:: Text section ::
==================================================

Paul Mosse, What’s with the Apocalypse? at VISUAL
What’s with the Apocalypse? poses its question. Helpfully there’s a school, where glass cabinets hosting jarred specimens borrowed from the artist’s studio sit alongside open boxes where touch is actively encouraged. There is a separate space where commercial gallery pieces indicate the artist’s practice on a more manageable scale. And then there is the showroom or main gallery where the serious work resides. Typical of the works inside, Open Spaces (2007) and White Grid (2010) draw towards desolation as a sort of organic materialism, where in spite of the odds, life thrives. From first sight this body of work looks as though it has been made along intuitive lines, form following the artist as he works up numerous interacting layers to produce wall works and pieces for the floor. As these are largely made up of detritus and dusty shavings or loosened and regathered bits glued to form a solid, time also plays its part.
We all know that the image is flat. You only need do a quick online search and you will see it’s true. Flat images. We might blame the computer interface, in particular its necessity to merge image and surface. Imagine for a second polishing a semi-precious stone or piece of marble to reveal with your hand the hidden thread inside that stone. As the human mystery develops, consider again how it is that the artist’s hand matters in our digital age. If a painting or any other art-object can matter beyond being a vehicle for wealth or status, then its worth must be accounted for as something beyond our accepted knowledge. Certainly beyond tech know-how.

==================================================

:: Excerpted records ::
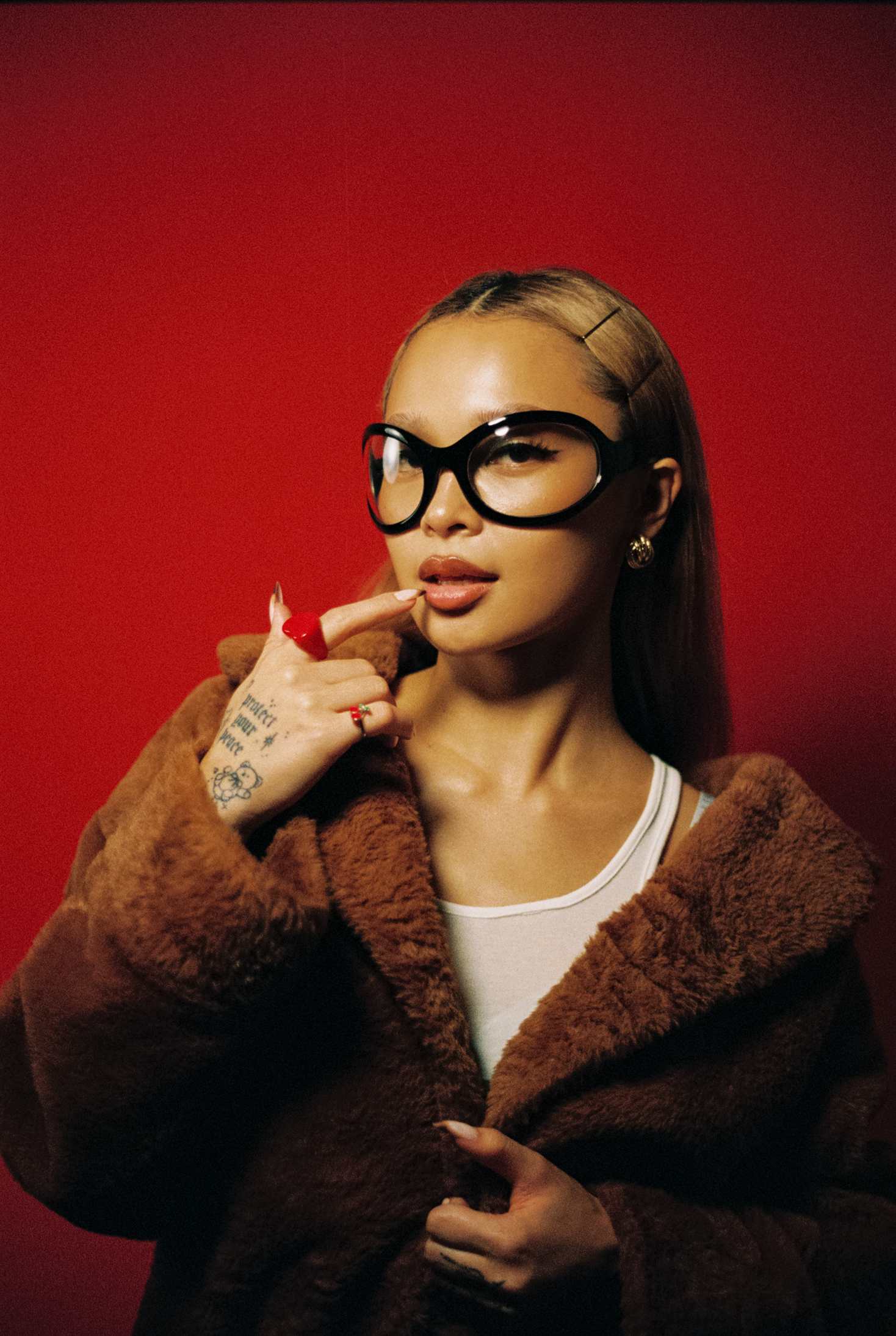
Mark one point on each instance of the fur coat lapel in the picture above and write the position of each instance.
(767, 877)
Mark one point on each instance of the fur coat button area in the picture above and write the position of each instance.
(239, 1052)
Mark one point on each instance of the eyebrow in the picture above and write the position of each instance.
(418, 424)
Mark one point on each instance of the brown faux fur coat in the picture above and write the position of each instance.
(240, 1052)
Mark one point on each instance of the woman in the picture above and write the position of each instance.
(403, 985)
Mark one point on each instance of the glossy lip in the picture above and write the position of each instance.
(456, 595)
(452, 568)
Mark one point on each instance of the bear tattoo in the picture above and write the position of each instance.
(234, 783)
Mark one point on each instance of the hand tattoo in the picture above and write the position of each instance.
(234, 783)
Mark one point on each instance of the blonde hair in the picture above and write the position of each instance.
(665, 626)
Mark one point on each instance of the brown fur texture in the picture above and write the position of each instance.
(240, 1052)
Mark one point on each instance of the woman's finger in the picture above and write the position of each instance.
(352, 617)
(472, 1272)
(460, 1227)
(381, 721)
(354, 691)
(338, 624)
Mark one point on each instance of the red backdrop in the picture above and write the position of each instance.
(222, 221)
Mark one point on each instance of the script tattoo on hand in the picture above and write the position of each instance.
(488, 1292)
(249, 706)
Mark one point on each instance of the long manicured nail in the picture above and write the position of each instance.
(458, 1129)
(275, 598)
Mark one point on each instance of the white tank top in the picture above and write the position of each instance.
(507, 957)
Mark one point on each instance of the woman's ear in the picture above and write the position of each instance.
(662, 488)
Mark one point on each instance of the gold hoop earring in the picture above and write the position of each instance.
(640, 553)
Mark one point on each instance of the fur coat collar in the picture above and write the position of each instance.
(768, 877)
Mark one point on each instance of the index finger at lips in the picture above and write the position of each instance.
(352, 617)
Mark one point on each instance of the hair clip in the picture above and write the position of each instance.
(602, 321)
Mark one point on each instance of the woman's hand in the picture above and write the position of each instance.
(553, 1231)
(289, 722)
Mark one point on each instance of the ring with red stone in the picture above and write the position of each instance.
(308, 633)
(358, 715)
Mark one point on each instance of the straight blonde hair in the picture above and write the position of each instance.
(665, 624)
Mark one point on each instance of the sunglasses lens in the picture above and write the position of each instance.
(394, 477)
(535, 470)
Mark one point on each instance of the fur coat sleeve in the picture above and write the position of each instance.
(708, 1067)
(170, 937)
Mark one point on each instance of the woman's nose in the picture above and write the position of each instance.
(449, 509)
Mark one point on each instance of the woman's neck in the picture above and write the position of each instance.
(532, 718)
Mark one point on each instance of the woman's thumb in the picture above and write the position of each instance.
(276, 609)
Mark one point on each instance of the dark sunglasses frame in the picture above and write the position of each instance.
(613, 457)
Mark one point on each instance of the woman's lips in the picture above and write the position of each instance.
(453, 595)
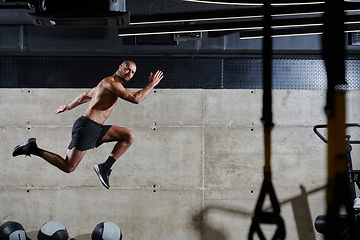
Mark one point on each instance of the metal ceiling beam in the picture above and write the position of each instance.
(230, 26)
(234, 14)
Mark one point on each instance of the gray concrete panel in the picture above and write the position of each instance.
(194, 171)
(167, 157)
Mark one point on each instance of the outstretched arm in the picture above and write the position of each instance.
(139, 96)
(82, 98)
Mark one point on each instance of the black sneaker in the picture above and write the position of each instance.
(26, 148)
(103, 174)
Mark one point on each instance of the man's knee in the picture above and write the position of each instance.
(131, 137)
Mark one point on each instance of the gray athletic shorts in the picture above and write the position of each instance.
(86, 134)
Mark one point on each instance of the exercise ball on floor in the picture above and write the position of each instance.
(12, 231)
(106, 231)
(53, 231)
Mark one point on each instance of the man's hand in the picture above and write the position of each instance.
(61, 109)
(155, 79)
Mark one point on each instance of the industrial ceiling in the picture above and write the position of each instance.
(192, 35)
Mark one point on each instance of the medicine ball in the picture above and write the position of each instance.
(106, 231)
(53, 231)
(12, 231)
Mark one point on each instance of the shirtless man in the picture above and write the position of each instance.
(88, 130)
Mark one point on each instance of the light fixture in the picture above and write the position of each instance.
(296, 31)
(255, 2)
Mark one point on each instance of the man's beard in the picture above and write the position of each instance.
(123, 78)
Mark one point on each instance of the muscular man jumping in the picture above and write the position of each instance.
(88, 130)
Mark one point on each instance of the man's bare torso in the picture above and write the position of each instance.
(103, 100)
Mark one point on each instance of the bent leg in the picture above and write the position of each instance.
(124, 138)
(69, 164)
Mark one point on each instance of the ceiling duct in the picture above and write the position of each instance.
(80, 13)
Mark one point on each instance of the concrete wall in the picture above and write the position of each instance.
(194, 171)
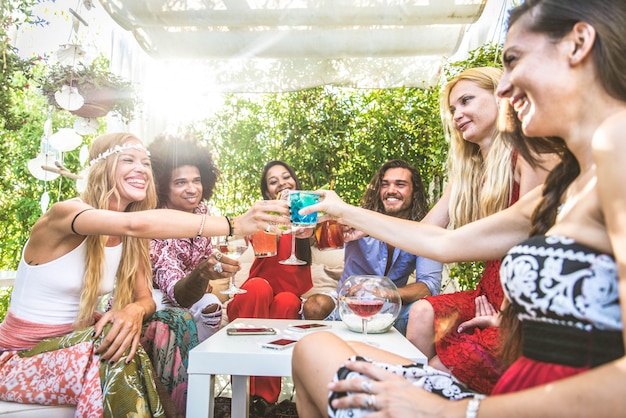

==================================================

:: Requests ::
• 1. Reproduce the passage of the Paul Mosse exhibition review that starts at the words "We all know" and stops after "beyond tech know-how.".
• 2. Extend the Paul Mosse exhibition review with the passage that comes next, picking up after its final sentence.

:: Responses by task ::
• 1.
We all know that the image is flat. You only need do a quick online search and you will see it’s true. Flat images. We might blame the computer interface, in particular its necessity to merge image and surface. Imagine for a second polishing a semi-precious stone or piece of marble to reveal with your hand the hidden thread inside that stone. As the human mystery develops, consider again how it is that the artist’s hand matters in our digital age. If a painting or any other art-object can matter beyond being a vehicle for wealth or status, then its worth must be accounted for as something beyond our accepted knowledge. Certainly beyond tech know-how.

• 2.
Of course a flat image, whatever its content, must accept our suspicions that it has something else going on behind its surface. While the digital image is routinely interfered with, still it remains flat. Standing to one side of Mosse’s work, we see metal skewers and ten inch screws which state clearly that some tinkering has helped produce the artist’s completed image. How can visual impact and three dimensional form be rendered cohesive? For much of these works all that’s needed is a lot of glue and dust.
It is important to remember that this is a retrospective, reflecting a career development over five decades. Back then television sets contained a green-coloured motherboard, somewhere between chipboard and a microchip processor. Anyone who has seen a motherboard might still recollect their own imaginings of utopian cityscapes; presented albeit in miniature, they spoke of the imaginative possibility of technology in its material form. If you were curious to see how a television set worked, you might be the sort to see such fantastical worlds. This manner of visual intelligence leads us to understand how Mosse’s work develops from the late 90’s into what we have come to learn is a digital age.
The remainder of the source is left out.